- [EXTRACTED RECORDS]
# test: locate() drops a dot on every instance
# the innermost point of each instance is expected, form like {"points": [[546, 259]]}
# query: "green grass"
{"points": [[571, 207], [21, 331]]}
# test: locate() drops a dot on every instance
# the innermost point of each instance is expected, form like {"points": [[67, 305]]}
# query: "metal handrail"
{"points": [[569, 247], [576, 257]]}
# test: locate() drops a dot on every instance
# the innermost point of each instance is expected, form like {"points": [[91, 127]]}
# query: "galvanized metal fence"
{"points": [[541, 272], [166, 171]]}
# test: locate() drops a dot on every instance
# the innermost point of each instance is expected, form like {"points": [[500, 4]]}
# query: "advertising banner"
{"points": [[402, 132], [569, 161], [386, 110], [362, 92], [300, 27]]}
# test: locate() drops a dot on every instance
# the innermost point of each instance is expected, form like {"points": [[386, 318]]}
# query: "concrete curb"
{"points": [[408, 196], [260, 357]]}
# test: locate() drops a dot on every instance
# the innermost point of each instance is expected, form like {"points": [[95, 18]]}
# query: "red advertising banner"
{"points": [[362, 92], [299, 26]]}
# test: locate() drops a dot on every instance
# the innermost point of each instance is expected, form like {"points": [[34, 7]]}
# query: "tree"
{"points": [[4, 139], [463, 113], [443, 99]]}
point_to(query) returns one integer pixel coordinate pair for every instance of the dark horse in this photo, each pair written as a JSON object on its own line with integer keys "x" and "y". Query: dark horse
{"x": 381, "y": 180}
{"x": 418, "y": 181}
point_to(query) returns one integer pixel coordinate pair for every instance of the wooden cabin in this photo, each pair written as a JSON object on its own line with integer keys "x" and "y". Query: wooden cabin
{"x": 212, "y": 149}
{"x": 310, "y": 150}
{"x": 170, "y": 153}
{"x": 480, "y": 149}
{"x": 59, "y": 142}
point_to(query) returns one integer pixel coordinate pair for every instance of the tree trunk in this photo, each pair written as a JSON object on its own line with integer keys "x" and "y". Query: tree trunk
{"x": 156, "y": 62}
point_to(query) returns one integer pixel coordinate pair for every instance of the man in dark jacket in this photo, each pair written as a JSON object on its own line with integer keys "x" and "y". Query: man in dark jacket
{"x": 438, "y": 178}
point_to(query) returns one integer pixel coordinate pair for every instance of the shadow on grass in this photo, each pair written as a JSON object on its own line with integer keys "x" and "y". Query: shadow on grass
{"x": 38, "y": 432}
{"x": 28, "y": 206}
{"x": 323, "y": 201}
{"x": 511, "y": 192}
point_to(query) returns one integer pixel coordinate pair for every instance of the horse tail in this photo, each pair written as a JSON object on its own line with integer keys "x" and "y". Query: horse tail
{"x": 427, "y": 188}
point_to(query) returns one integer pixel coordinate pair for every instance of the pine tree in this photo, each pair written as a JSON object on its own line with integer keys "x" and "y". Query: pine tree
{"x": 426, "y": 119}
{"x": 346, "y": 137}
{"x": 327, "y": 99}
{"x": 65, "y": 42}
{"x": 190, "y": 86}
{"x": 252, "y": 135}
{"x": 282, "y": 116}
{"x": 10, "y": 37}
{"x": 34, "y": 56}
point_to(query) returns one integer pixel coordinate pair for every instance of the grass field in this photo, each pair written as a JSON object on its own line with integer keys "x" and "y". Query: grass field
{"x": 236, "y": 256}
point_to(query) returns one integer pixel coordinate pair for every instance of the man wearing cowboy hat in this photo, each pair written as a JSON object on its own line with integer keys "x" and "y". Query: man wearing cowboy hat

- [WHAT THIS TASK INVOLVES] Could you return all of the data exactly as written?

- [COMPLETED EXERCISE]
# test: locate() drops a dot on every instance
# the innermost point of each instance is expected, form like {"points": [[546, 259]]}
# query: "green grass"
{"points": [[571, 207], [21, 331]]}
# test: locate() drops a dot on every instance
# the innermost point of each instance is expected, form like {"points": [[67, 305]]}
# query: "metal handrail"
{"points": [[569, 247], [576, 257]]}
# test: locate() drops a dot on every instance
# the innermost point of each instance is expected, form like {"points": [[91, 127]]}
# query: "galvanized metal fence"
{"points": [[541, 272], [166, 171]]}
# test: locate() drops a dot on every instance
# the innermost point of each instance is expected, form like {"points": [[500, 4]]}
# query: "advertising banner"
{"points": [[402, 132], [569, 161], [386, 110], [362, 92], [300, 27]]}
# test: locate() drops a dot on every instance
# the innermost point of each instance is expected, form like {"points": [[386, 318]]}
# query: "concrete curb"
{"points": [[408, 196], [260, 357]]}
# test: locate() drops a dot on every instance
# the innermost point of each instance is expected, form like {"points": [[95, 18]]}
# query: "red advertising banner"
{"points": [[362, 92], [299, 26]]}
# test: locate() drops a dot on every instance
# the innermost point of each instance is expected, form like {"points": [[34, 7]]}
# query: "tree"
{"points": [[4, 139], [463, 113], [443, 99]]}
point_to(query) returns one integer pixel coordinate pair for every instance of the dark horse in this photo, each pair written as a JSON object on its own line with integer keys "x" and "y". Query: dark horse
{"x": 381, "y": 180}
{"x": 418, "y": 181}
point_to(query) returns one integer pixel coordinate pair for every instance of the wooden cabin in this photo, each pair written as a JSON object on its own line with integer keys "x" and "y". Query: wooden cabin
{"x": 212, "y": 149}
{"x": 310, "y": 150}
{"x": 170, "y": 153}
{"x": 480, "y": 149}
{"x": 59, "y": 142}
point_to(query) returns one integer pixel coordinate pair for every instance of the tree trunk in this photo, each pair written as a JSON object on its own line with integer keys "x" and "y". Query: tree trunk
{"x": 156, "y": 62}
point_to(query) returns one integer pixel coordinate pair for every instance of the man in dark jacket in this photo, each pair written as a JSON object on its own line with integer keys "x" and "y". Query: man in dark jacket
{"x": 438, "y": 178}
point_to(query) returns one integer pixel coordinate pair for every instance of the shadow on grass in this photo, each pair written as a JSON object on its own line with integer keys "x" and "y". Query: shadow on grass
{"x": 38, "y": 432}
{"x": 28, "y": 206}
{"x": 323, "y": 201}
{"x": 511, "y": 192}
point_to(query) returns one integer pixel coordinate pair for every instance of the horse tail in this photo, each pair written as a JSON object on its own line with integer keys "x" and "y". Query: horse tail
{"x": 427, "y": 188}
point_to(query) returns one integer pixel coordinate pair for every instance of the pine tree in this photo, each pair written as a JSON object on its own line with integer keys "x" and "y". Query: pine tree
{"x": 426, "y": 119}
{"x": 346, "y": 137}
{"x": 327, "y": 99}
{"x": 65, "y": 42}
{"x": 190, "y": 86}
{"x": 252, "y": 135}
{"x": 282, "y": 116}
{"x": 10, "y": 37}
{"x": 34, "y": 56}
point_to(query) returns one integer pixel coordinate pair for every instance of the grass field in this photo, each pair written as a JSON object on its own line with integer keys "x" and "y". Query: grass field
{"x": 236, "y": 256}
point_to(query) returns one integer pixel coordinate pair for every instance of the man wearing cowboy hat in this photo, each pair written as a JSON object on its own line with integer keys "x" and "y". Query: man wearing cowboy hat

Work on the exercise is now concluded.